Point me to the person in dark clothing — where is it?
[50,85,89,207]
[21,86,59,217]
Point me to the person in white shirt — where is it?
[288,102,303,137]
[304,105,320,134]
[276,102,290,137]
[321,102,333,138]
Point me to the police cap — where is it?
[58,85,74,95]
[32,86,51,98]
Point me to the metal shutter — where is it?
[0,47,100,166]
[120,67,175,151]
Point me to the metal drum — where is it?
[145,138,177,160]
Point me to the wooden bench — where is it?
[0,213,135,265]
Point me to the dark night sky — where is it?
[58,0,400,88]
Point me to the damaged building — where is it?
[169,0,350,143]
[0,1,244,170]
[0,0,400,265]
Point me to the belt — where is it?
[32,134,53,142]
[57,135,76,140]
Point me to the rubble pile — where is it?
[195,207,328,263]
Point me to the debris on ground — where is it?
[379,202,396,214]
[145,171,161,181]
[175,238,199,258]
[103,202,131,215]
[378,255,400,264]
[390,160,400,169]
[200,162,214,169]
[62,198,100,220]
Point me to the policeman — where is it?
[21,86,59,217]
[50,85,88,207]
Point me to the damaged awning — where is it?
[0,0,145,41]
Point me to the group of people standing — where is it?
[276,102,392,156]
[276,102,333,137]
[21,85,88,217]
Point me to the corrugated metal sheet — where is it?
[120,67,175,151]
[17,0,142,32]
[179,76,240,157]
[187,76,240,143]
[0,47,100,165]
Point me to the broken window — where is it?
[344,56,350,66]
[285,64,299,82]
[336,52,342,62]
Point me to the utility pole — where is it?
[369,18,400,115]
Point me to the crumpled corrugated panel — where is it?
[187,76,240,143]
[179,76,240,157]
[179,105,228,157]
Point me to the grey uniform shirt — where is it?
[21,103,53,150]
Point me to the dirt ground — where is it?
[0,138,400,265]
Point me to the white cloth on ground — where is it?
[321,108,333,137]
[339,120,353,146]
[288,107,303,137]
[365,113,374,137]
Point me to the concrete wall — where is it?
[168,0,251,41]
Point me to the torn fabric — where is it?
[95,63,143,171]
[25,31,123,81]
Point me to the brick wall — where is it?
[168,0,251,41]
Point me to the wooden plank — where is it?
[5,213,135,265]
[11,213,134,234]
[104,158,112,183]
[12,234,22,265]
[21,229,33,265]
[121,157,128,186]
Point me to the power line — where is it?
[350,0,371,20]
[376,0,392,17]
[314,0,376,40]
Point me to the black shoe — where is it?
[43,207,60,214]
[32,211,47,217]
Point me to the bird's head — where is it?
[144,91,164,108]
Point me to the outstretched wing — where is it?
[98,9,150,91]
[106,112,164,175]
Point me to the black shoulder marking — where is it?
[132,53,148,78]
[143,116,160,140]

Instruction: Copy out the material from the line containing "Point me to the concrete wall — where is it?" through the line containing "[144,91,164,108]", including both of those lines.

Response:
Point me to the concrete wall — where is it?
[168,0,251,41]
Point me to the torn fabric — where is it?
[95,63,143,171]
[25,31,123,81]
Point me to the brick wall — where is it?
[168,0,251,41]
Point me to the wooden plank — where is it?
[5,213,135,265]
[11,213,134,234]
[104,158,112,183]
[12,234,22,265]
[21,229,33,265]
[121,157,128,186]
Point me to the power line — where is it?
[350,0,371,20]
[376,0,392,17]
[314,0,376,40]
Point me to the black shoe — where is it?
[43,207,60,214]
[32,211,47,217]
Point me to the bird's head — where is it?
[144,91,164,108]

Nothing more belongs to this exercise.